--- EXTRAIT DE PAGE ---

Qu’en ont-ils fait ?
Souvenez-vous, Georges Fenech, un député
« Républicain-démocrate », co-auteur d’un rapport de la
commission parlementaire sur les services de renseignement et le terrorisme, début
juillet, remis au ministre de la sécurité et des cultes qui avait aussitôt
opposé une fin de non-recevoir.
Juste un café, pour la forme…
Au lendemain de l’attentat de Nice, le député avait
piqué une gueulante : « L'exécutif
ne sait même pas ce qu'on a fait comme travail. Ils ne le savent pas. Seul « Nanar-Case-neuve »
en a pris connaissance, pour finalement nous expliquer qu'il ne l'appliquera
pas. Nous avons demandé à le remettre au président de la République. Il n'y a
eu aucune réponse. »
Ledit rapport pointait pourtant trois faiblesses
persistantes du système « Gaulois » : Le renseignement territorial,
le renseignement pénitentiaire et bien sûr le manque de coordination entre
services et leur trop grand nombre, symbolisé par la multiplication d’acronymes
plus barbares les uns que les autres.
L’attentat de Nice puis celui de Normandie ont passé
dessus avec cette imprécation gouvernementale : La coordination et la
coopération des services avait parfaitement fonctionné, que personne n’en doute !
Au fait, comment les services de renseignement fonctionnent-ils ?
Sans tenir compte de l’aspect judiciaire ou de
l’organisation des forces d’intervention (le RAID, le GIGN et la BRI…) en fait
personne ne semble savoir.

--- LIGNES FOURNIES ---

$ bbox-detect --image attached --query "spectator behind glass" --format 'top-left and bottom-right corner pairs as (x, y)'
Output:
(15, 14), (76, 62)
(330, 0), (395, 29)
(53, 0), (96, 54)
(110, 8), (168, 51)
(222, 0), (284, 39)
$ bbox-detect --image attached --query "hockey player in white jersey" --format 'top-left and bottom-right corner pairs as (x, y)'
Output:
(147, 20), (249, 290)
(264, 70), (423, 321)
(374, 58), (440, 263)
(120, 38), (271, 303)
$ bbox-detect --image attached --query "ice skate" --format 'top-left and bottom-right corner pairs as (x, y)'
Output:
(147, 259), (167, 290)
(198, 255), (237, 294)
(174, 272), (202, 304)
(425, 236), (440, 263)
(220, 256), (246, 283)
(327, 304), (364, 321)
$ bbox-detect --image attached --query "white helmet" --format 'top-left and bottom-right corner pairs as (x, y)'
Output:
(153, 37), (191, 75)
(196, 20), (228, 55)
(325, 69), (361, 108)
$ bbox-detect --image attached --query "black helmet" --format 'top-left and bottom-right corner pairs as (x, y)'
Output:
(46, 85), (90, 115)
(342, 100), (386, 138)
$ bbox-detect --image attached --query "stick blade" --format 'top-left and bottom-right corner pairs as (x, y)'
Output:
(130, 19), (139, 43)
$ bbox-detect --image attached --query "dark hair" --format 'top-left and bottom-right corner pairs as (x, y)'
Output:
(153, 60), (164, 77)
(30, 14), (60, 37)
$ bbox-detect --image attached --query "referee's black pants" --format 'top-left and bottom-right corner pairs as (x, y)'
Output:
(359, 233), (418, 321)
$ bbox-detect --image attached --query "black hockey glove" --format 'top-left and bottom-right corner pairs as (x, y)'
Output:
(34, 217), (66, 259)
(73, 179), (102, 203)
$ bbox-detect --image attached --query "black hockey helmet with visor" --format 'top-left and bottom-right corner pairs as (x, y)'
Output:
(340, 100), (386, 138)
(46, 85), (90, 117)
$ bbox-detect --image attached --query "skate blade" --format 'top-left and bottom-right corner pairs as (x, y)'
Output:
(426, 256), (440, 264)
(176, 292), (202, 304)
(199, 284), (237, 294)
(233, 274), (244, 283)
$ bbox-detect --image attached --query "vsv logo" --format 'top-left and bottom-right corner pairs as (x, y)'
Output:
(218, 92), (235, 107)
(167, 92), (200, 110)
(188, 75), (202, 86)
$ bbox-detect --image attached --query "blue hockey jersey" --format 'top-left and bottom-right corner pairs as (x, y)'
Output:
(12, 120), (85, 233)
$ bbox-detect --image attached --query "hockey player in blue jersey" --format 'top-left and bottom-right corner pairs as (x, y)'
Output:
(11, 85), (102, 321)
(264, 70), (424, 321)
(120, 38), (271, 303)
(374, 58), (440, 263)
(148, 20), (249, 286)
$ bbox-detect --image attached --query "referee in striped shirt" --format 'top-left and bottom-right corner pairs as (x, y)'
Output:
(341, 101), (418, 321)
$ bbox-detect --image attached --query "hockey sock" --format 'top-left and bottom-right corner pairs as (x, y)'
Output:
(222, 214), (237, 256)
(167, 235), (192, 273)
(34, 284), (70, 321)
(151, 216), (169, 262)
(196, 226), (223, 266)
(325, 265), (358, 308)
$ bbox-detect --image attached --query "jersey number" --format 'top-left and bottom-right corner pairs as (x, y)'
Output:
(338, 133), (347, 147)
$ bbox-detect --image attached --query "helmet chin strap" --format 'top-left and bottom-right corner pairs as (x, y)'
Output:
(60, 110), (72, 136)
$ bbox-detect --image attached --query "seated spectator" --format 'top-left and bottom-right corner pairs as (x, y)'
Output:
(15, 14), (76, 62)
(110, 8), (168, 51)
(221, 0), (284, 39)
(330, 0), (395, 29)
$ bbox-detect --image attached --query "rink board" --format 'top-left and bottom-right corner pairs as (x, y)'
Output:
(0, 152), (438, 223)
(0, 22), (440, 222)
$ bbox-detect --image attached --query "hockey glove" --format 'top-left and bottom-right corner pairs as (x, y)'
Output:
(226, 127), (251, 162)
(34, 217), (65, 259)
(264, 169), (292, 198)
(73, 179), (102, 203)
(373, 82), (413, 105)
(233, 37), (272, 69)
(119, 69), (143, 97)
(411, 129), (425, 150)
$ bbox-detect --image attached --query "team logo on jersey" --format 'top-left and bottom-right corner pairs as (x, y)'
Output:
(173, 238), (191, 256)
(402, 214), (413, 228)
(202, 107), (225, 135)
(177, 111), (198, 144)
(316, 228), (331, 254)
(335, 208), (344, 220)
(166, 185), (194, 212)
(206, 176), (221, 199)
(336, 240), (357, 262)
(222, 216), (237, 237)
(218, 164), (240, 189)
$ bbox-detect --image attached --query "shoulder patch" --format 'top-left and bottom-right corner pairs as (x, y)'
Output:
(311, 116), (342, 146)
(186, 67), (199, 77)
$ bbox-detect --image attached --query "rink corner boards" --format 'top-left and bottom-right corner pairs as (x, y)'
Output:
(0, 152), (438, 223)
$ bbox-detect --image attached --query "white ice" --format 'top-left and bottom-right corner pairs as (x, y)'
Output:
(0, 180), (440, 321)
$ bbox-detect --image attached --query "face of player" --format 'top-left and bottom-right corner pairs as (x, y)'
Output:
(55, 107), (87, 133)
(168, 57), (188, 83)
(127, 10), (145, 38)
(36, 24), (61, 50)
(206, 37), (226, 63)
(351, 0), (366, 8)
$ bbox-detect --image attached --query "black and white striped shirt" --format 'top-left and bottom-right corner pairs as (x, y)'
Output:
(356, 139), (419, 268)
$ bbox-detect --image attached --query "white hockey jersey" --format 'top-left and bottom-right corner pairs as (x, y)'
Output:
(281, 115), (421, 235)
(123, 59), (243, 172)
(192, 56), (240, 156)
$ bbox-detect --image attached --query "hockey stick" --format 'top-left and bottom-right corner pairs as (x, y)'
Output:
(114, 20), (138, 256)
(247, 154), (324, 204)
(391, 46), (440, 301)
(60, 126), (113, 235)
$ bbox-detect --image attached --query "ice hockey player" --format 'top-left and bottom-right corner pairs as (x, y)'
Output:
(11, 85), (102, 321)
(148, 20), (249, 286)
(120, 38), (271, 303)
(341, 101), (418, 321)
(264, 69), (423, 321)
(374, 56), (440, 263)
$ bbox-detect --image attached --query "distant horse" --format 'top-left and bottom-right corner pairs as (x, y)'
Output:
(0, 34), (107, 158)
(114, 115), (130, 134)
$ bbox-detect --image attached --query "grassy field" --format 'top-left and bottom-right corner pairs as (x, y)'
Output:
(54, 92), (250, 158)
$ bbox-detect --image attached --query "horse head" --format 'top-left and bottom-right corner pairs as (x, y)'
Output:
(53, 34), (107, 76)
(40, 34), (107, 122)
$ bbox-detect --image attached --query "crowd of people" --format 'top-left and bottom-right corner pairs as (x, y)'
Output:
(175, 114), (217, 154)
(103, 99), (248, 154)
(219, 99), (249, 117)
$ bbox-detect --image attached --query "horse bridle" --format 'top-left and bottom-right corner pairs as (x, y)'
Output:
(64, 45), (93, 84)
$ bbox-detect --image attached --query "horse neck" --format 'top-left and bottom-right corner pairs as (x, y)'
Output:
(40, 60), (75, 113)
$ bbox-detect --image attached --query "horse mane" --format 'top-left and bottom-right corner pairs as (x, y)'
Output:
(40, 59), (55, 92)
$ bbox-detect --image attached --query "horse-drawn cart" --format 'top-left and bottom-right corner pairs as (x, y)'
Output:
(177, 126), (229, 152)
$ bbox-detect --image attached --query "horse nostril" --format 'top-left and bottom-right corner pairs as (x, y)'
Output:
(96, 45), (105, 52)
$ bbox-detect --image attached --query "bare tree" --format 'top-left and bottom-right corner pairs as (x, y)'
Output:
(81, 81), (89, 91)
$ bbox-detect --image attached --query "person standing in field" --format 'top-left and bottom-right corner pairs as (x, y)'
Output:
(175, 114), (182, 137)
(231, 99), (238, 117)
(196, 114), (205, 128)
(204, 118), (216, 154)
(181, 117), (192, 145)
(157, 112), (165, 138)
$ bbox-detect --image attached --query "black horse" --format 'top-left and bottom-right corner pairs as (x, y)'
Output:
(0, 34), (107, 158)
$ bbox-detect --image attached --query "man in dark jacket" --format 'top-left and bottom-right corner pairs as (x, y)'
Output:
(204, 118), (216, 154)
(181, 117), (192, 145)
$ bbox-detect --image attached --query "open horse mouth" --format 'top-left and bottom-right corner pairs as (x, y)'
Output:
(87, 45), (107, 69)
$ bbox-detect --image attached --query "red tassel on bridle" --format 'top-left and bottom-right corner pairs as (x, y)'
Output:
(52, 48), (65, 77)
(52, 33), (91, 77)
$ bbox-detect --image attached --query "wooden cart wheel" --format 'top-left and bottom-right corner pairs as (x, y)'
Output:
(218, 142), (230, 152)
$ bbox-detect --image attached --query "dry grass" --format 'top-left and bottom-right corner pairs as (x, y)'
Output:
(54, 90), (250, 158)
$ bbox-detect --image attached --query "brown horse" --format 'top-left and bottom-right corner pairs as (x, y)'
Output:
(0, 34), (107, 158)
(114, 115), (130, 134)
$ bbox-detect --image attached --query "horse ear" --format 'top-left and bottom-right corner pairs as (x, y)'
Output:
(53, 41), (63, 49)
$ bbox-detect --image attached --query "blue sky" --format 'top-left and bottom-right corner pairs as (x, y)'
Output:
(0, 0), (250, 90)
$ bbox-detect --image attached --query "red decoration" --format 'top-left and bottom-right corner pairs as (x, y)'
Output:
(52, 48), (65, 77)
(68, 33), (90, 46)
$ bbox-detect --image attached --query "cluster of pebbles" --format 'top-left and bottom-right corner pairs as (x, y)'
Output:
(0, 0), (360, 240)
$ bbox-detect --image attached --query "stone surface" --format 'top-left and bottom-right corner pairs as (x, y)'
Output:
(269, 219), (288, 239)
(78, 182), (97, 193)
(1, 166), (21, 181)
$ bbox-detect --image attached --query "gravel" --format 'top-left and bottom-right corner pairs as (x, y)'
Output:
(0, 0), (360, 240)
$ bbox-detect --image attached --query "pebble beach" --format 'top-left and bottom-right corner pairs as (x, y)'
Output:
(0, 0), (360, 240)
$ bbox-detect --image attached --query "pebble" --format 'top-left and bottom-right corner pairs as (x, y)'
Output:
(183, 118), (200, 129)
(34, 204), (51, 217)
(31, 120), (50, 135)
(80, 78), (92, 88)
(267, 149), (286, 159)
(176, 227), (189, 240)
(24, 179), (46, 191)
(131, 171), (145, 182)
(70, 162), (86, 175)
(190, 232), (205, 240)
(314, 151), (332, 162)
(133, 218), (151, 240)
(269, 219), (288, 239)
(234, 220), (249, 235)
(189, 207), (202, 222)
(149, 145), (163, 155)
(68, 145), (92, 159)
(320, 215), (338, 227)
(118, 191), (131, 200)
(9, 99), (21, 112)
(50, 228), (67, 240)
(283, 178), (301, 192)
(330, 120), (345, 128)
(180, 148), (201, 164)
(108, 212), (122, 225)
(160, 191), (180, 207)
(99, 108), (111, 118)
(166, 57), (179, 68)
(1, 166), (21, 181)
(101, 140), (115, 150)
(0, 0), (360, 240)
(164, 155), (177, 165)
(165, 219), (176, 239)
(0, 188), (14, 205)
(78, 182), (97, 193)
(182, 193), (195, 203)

---

* _QUESTIONS ET CONSIGNES_:
[1] Répondez à chaque question d'après l'extrait :
(a) Quelle étiquette politique l'extrait attribue-t-il à Georges Fenech ?
(b) Quelles trois faiblesses du système le rapport pointait-il ?
(c) Quelles forces d'intervention sont citées entre parenthèses ?
[2] Ces affirmations sont-elles conformes à l'extrait ? Répondez par oui ou par non, en citant les mots décisifs.
(a) Le rapport a été remis au président de la République.
(b) Le député a réagi au lendemain de l'attentat de Nice.
(c) Selon le gouvernement, la coordination des services avait échoué.
[3] Recopiez le passage de l'extrait compris entre « Souvenez-vous, Georges Fenech, un » et « fin de non-recevoir. », bornes incluses.

* _RÉPONSES_:
[1]
(a) Il est présenté comme un député « Républicain-démocrate ».
(b) Le renseignement territorial, le renseignement pénitentiaire et le manque de coordination entre services ainsi que leur trop grand nombre.
(c) Le RAID, le GIGN et la BRI.

[2]
(a) Non : « remis au ministre de la sécurité et des cultes ».
(b) Oui : « Au lendemain de l’attentat de Nice, le député avait piqué une gueulante ».
(c) Non : « La coordination et la coopération des services avait parfaitement fonctionné ».

[3]
Souvenez-vous, Georges Fenech, un député
« Républicain-démocrate », co-auteur d’un rapport de la
commission parlementaire sur les services de renseignement et le terrorisme, début
juillet, remis au ministre de la sécurité et des cultes qui avait aussitôt
opposé une fin de non-recevoir.